L’incipit du concert de Stéphan Oliva et Sébastien Boisseau fut différent, d’emblée « le son des cloches », deux notes alternées par le contrebassiste, reprises à toute volée en ostinato (un peu comme sur Contact, la première plage du disque), puis amplifiées par le piano, développées, comme s’ouvre le bouton d’une fleur, de plusieurs fleurs en buisson s’épanouissant l’une après l’autre, jusqu’à une sorte d’écoulement fluide et collectif auquel vint s’enchaîner un authentique solo de piano, d’abord sans basse si mes souvenirs sont bons, un vrai-faux rubato où le pianiste semblait faire venir ses idées comme de loin, s’efforçant de retenir le vrai-faux tempo, et que vint conclure – la basse revenue – un semblant de chanson inachevée.
Sébastien Boisseau prit alors le temps de présenter le programme, celui du disque célébré et celui de la soirée. Premier album du duo depuis qu’il s’est établi pendant la période du covid et la défection du batteur Tom Rainey, leur comparse habituel au sein du trio Orbit, “Hubbles Dream” fut enregistré avec pour seule consigne l’improvisation libre. Plus, ponctuant un album de 15 plages, quelques thèmes dont ce que j’identifiais hier : Sometimes I Feel Like a White Dwarf variations sur un gospel bien connu que je nommais confusément – péché véniel – Summertime ; et un autre emprunt au vieux fond du afro-américain de spirituals, des hollers et du proto-blues (Where Flamingo Fly, à moins qu’il ne se soit s’agi du fort apparenté Dead Man de Neil Young figurant sur l’album).

Données fournies:
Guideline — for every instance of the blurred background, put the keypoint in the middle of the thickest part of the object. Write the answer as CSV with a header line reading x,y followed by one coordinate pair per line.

Questions à traiter:
(a) Relevez toutes les personnes nommées dans le compte rendu du concert.
(b) Répondez à ces questions sur le compte rendu du concert.
(i) Qui joue les deux notes alternées du début ?
(ii) Combien de plages compte l'album ?
(iii) Quelle seule consigne a guidé l'enregistrement de l'album ?
(c) Prolongez le compte rendu du concert au-delà de sa dernière phrase.

Réponses par consigne:
(a) Stéphan Oliva, Sébastien Boisseau, Tom Rainey, Neil Young

(b)
(i) Le contrebassiste.
(ii) 15 plages.
(iii) L'improvisation libre.

(c)
Pour leur prestation publique, qui eut pour rappel Law Years d’Ornette Coleman (également revisité sur le disque), Boisseau et Oliva ont pris le parti de réécouter leurs impromptus publiés sur disque et d’en tirer des fragments susceptibles de structurer leur programme et lui assurer une sorte de pérennité pour les concerts à venir. C’est ce sentiment d’avenir dont nous étions nous-mêmes assurés hier en quittant le 19 de la rue Paul Fort, où la mécène Hélène Aziza reçoit expositions et concerts de jazz ou de musique classique. Dès ce samedi 23 novembre : le quatuor à cordes Talea pour un programme à dominante nordique (Edvar Grieg, Jean Sibelius, Arvo Pärt, Hildegard von Bingen, Anna Thorsvaldsdottir, Jean Cras).